- [Written instruction]
In the lines below, substitute "marker" for every occurrence of "pin" and leave everything else as it is.

※

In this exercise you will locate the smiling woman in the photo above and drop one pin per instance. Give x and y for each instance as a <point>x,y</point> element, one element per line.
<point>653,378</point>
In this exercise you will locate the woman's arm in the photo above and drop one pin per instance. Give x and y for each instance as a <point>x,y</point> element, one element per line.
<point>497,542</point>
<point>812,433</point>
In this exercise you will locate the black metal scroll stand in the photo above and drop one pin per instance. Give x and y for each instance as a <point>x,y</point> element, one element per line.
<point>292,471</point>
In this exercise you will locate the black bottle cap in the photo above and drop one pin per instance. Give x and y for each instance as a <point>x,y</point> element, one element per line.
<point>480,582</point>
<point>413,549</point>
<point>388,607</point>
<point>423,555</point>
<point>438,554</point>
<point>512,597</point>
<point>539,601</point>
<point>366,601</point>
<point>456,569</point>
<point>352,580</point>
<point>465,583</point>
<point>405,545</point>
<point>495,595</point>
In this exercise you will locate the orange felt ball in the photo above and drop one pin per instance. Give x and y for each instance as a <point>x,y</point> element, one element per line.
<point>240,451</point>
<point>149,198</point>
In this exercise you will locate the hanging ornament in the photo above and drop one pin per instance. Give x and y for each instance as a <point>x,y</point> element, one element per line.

※

- [Full output]
In this exercise you will locate the smiling woman in the photo above and drop one marker per instance. Give x and y for each instance as a <point>x,y</point> element, one element per line.
<point>653,378</point>
In this exercise you will locate the woman's arm in the photo above and drop one marker per instance. Give x and y for each instance as a <point>x,y</point> element, one element per line.
<point>497,542</point>
<point>812,433</point>
In this exercise you will locate the black metal scroll stand in the photo above and drop one marker per instance. Give x and y for each instance as a <point>x,y</point> element, one element per line.
<point>292,471</point>
In this exercise you will locate the black bottle cap in the photo above and drop one marker per instance. Give x and y for each instance as a <point>x,y</point> element, one element per line.
<point>480,582</point>
<point>413,549</point>
<point>388,607</point>
<point>423,555</point>
<point>438,554</point>
<point>512,597</point>
<point>539,601</point>
<point>366,601</point>
<point>456,569</point>
<point>352,580</point>
<point>465,583</point>
<point>405,545</point>
<point>495,595</point>
In this exercise you will locate the orange felt ball in the photo above and drop one marker per instance. Give x and y for each instance as a <point>x,y</point> element, one element per line.
<point>240,451</point>
<point>149,198</point>
In this exercise you will locate the hanging ornament in the photo above and drop one marker per instance. Give x and y for each instance as a <point>x,y</point> element, one element per line.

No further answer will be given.